▶ [Tasks to complete]
A: In the Yolanda King remembrance, write out the text from "I won a governor's" up to and including "her of chitlins.".
B: Answer these from the Yolanda King remembrance:
(i) In what year did the writer work with Yolanda King?
(ii) What city was the writer's life in before the move to America's South?
(iii) What did Yolanda say the writer's name reminded her of?

▶ [Source extract]
In response to the unexpected death of Yolanda King, Chief Legal Correspondent Chitra Ragavan recalls the summer she spent with the eldest child of the Rev. Martin Luther King Jr.:
I had the privilege of working with Yolanda King in 1983, when I was a graduate student at the University of Georgia-Athens. I was making the slow transition from my life in Mumbai, India, to life in America's South. I was taking quite a liking to the warm weather and the buttery grits.
I won a governor's internship that summer and was given a choice of where I could work. I picked the Martin Luther King Jr. Center for Nonviolent Social Change in Atlanta, which is the final resting place for the civil rights leader and showcases his legacy as well as his friendship with the Indian leader Mohandas Gandhi, who greatly influenced King's belief in nonviolent political movements and about whom I was going to write my graduate thesis.
At the center, I was assigned to work with Yolanda, an aspiring actress. I was immediately drawn to her warmth and sense of humor. She took her new Indian charge under her wing, walking me around and introducing me to her mother, Coretta Scott King, and other members of her family. Yolanda always laughed with gusto when she introduced me to people, saying my name reminded her of chitlins.
"Do you know what chitlins are?" she asked me. A lifelong vegetarian, I was rather horrified when I found out my name was being compared to a southern pork delicacy, but I forgave her, eventually.
I volunteered to design a new public service announcement for the center and drew some rough sketches. As Yolanda and I were transporting the sketches to a friend who had agreed to animate the ad campaign, Yolanda, who was always feeling hot, lowered the car windows to let the breeze in. The sketches flew out the window and landed on the median of the busy road. We were stunned at first but then somehow started laughing at the whole fiasco. Yolanda tried to find a safe spot to park on the side of the road so that we could try to recover the sketches without also losing our lives. We were laughing so hard--struck by the absurdity of the drawings fluttering in the breeze as a statuesque African-American and a slight Indian chased after them, angry passersby honking their horns--that the escapade took twice as long.
I'll always remember the freedom of that moment, as we held each other and laughed. And I'll always remember the woman who compared my name to chitlins, who taught me a little bit about southern hospitality and a great deal about her amazing dad.

▶ [Recorded information]
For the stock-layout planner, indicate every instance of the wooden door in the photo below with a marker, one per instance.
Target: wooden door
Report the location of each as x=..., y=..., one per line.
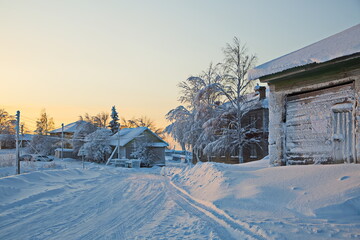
x=343, y=141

▶ [Expected outputs]
A:
I won a governor's internship that summer and was given a choice of where I could work. I picked the Martin Luther King Jr. Center for Nonviolent Social Change in Atlanta, which is the final resting place for the civil rights leader and showcases his legacy as well as his friendship with the Indian leader Mohandas Gandhi, who greatly influenced King's belief in nonviolent political movements and about whom I was going to write my graduate thesis.
At the center, I was assigned to work with Yolanda, an aspiring actress. I was immediately drawn to her warmth and sense of humor. She took her new Indian charge under her wing, walking me around and introducing me to her mother, Coretta Scott King, and other members of her family. Yolanda always laughed with gusto when she introduced me to people, saying my name reminded her of chitlins.

B:
(i) 1983
(ii) Mumbai, India
(iii) Chitlins